[Start Task material]

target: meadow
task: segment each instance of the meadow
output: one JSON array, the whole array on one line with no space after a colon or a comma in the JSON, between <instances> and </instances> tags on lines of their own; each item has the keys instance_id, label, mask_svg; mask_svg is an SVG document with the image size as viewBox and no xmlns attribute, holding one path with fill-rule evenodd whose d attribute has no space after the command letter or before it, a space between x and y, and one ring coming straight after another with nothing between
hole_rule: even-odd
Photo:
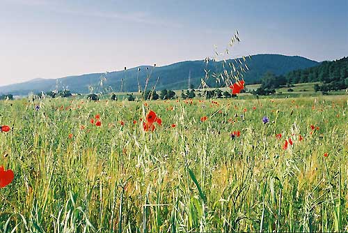
<instances>
[{"instance_id":1,"label":"meadow","mask_svg":"<svg viewBox=\"0 0 348 233\"><path fill-rule=\"evenodd\" d=\"M347 95L1 101L0 165L15 179L0 232L348 231L347 107ZM161 122L146 131L150 110Z\"/></svg>"}]
</instances>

[End Task material]

▶ _Work instructions_:
Reproduce the rows from the first line through the line containing "task: segment each instance of the meadow", replacing "segment" with "outline" and leaving everything else unchanged. Give only those lines.

▶ _Complete output_:
target: meadow
task: outline each instance of the meadow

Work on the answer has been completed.